## [SET TASK]
Every record must appear in your copy exactly as written, with no pictures.

Entries from a point annotation set
****************************************
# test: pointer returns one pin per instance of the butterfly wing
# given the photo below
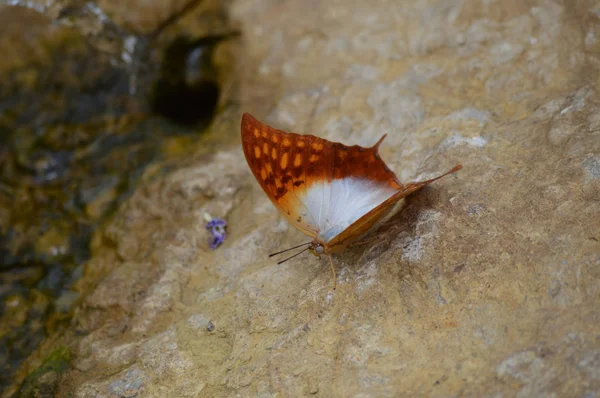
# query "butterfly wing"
(365, 222)
(321, 187)
(280, 163)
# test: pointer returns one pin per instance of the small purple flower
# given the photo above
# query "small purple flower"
(216, 227)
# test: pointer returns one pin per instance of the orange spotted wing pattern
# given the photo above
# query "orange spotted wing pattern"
(287, 164)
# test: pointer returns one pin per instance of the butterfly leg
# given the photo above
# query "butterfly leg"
(333, 272)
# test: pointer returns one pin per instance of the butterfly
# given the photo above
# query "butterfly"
(331, 192)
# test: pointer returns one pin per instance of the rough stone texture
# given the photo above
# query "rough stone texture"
(485, 284)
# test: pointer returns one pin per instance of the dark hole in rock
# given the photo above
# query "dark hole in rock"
(187, 91)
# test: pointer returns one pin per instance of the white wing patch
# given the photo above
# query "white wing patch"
(334, 207)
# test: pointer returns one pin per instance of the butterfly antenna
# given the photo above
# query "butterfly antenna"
(289, 258)
(291, 248)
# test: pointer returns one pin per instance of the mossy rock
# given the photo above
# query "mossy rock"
(43, 381)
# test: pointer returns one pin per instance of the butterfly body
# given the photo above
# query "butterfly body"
(331, 192)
****************************************
## [SOLUTION]
# test: pointer returns one pin per instance of the butterfly wing
# given the photo below
# query "butterfly wing"
(365, 222)
(321, 187)
(280, 163)
# test: pointer returns one pin per instance of the small purple flower
# given the photo above
# query "small purple flower"
(216, 227)
# test: pointer returns one pin per instance of the orange spotted wing pattern
# given the photo above
# query "orange spotted wing pattern"
(287, 164)
# test: pointer returns one pin per instance of the butterfly leg
# given the photo above
# query "butterfly leg"
(333, 272)
# test: pointer returns one pin per instance of the butterfly
# given the photo above
# query "butterfly"
(331, 192)
# test: pointer returns one pin per instance of the rough stone texture
# given the photo above
# query "rough stone texture"
(485, 284)
# test: pointer returns one pin per instance of the dark hole in rock
# given the photo above
# query "dark hole in rock"
(187, 91)
# test: pointer returns one pin per instance of the white wing patch
# given the photo above
# query "white wing patch"
(334, 207)
# test: pointer returns one pin per instance of the butterfly antenna
# given the photo above
# query "butterfly antenna"
(289, 258)
(291, 248)
# test: pointer returns one pin per instance of the mossy rock
# given the photo above
# query "mossy rock"
(43, 381)
# test: pointer returns one pin per instance of the butterfly body
# given the photo above
# query "butterfly body"
(331, 192)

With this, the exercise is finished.